= BRIEF =
Copy every line of the entries below word for word.
BEGIN
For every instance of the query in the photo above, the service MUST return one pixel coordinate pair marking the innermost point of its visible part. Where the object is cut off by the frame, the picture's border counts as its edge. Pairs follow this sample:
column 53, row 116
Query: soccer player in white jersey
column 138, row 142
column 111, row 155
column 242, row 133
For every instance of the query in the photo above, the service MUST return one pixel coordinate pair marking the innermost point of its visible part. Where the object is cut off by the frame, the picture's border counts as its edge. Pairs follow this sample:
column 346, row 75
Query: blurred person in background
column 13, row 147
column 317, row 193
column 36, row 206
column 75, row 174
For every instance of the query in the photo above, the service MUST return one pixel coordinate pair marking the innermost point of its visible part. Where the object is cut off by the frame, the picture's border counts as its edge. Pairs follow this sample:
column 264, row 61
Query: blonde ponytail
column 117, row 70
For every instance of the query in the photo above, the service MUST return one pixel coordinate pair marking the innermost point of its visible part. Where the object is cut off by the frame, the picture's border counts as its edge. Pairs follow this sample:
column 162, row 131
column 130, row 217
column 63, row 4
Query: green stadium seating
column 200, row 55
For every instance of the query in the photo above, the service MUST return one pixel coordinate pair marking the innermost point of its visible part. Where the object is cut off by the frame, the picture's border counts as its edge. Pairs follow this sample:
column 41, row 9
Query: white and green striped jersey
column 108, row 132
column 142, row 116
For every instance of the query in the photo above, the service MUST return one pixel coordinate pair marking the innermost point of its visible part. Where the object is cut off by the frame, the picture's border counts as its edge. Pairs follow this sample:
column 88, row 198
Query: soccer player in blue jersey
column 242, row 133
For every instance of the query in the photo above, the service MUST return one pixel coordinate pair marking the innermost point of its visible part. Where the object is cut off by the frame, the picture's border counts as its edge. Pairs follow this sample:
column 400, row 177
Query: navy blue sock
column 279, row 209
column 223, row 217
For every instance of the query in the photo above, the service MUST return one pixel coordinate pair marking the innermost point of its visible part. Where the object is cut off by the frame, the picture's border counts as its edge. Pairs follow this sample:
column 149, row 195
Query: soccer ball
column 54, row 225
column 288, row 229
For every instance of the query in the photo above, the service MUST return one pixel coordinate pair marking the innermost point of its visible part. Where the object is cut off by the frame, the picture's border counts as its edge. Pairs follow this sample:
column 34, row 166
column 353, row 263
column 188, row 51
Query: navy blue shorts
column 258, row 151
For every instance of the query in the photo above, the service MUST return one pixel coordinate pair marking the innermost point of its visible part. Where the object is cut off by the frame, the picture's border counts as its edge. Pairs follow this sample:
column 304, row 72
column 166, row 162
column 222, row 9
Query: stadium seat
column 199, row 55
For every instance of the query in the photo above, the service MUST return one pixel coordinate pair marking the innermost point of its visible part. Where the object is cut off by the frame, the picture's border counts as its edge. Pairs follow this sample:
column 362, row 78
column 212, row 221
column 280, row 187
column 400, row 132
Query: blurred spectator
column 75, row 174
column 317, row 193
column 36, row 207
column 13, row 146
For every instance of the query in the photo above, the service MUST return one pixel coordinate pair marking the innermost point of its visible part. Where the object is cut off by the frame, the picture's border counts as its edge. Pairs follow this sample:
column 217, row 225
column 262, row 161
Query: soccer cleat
END
= OUTPUT =
For every instance of the query in the photo above, the service MUST return one pixel coordinate pair marking the innermost point of its visible part. Where the object is cut off by the frame, the picture's border counts as its edge. Pairs follow this sample:
column 53, row 116
Query: soccer player in white jersey
column 138, row 142
column 111, row 155
column 242, row 133
For every instance of the query in the photo above, the service MUST return one pixel coordinate pair marking the innermost point of its visible part. Where the object is cut off by the frame, the picture's border counts as its edge. Pairs follow this sample:
column 346, row 75
Query: blurred person in background
column 13, row 147
column 317, row 193
column 36, row 206
column 75, row 174
For every instance of the query in the photo above, the service MUST return one pixel coordinate pair marking the innermost point of its visible part. Where the object is cut off by the frame, the picture's border counts as its edge. Pairs follow this sample:
column 264, row 61
Query: blonde ponytail
column 117, row 70
For every instance of the query in the photo above, the service MUST return one pixel coordinate pair marking the innermost point of its visible part. Where the object is cut off by the frame, the picture's border counts as its edge. Pairs follow this sample:
column 162, row 131
column 130, row 217
column 63, row 4
Query: green stadium seating
column 200, row 55
For every instance of the query in the photo above, the service MUST return one pixel coordinate pair marking the innermost point of its visible part. Where the object is cut off by the frame, the picture's border counts as its edge. Pairs follow this sample:
column 41, row 9
Query: white and green striped jersey
column 108, row 132
column 142, row 116
For every instance of the query in the photo above, the service MUST return one pixel coordinate pair marking the innermost point of its visible part. Where the object is cut off by the frame, the picture's border counts as its edge. Pairs follow this sample:
column 88, row 198
Query: soccer player in blue jersey
column 242, row 133
For every instance of the query in the photo above, the service MUST return one pixel coordinate pair marking the innermost point of its visible part. Where the object is cut off by the frame, the picture's border counts as its edge. Pairs follow this sample:
column 400, row 177
Query: navy blue sock
column 279, row 209
column 223, row 217
For every instance of the query in the photo above, the service MUST return one pixel coordinate pair marking the innermost point of its visible part. Where the object is cut off by the frame, the picture's border counts as its edge. Pairs follow this sample:
column 149, row 195
Query: soccer ball
column 54, row 225
column 288, row 229
For every instance of the query in the photo above, the service MUST return one pixel coordinate pair marking the innermost point of its visible part. Where the object is cut off by the frame, the picture's border counts as its edge. Pairs follow this sample:
column 34, row 166
column 353, row 263
column 188, row 51
Query: navy blue shorts
column 258, row 151
For every instance of the query in the photo above, the service MUST return one pixel coordinate pair marking the innermost point of its visible part. Where the object is cut off by the frame, the picture's border counts as its edge. Pairs follow this sample:
column 304, row 72
column 166, row 162
column 222, row 9
Query: stadium seat
column 199, row 55
For every instance of the query in the photo above, the service MUST return one pixel coordinate pair marking the innermost point of its visible part. Where the object is cut off by the frame, the picture's border counts as its edge. Pairs follow this sample:
column 362, row 78
column 212, row 221
column 280, row 187
column 400, row 132
Query: blurred spectator
column 75, row 174
column 317, row 193
column 36, row 207
column 13, row 146
For every instance of the query in the photo above, the service MUST return one pixel coordinate pair marking the innermost point of its visible part. Where the object is cut off by the frame, the picture's border counts as its edge. Pairs follow this sample:
column 217, row 225
column 262, row 161
Query: soccer cleat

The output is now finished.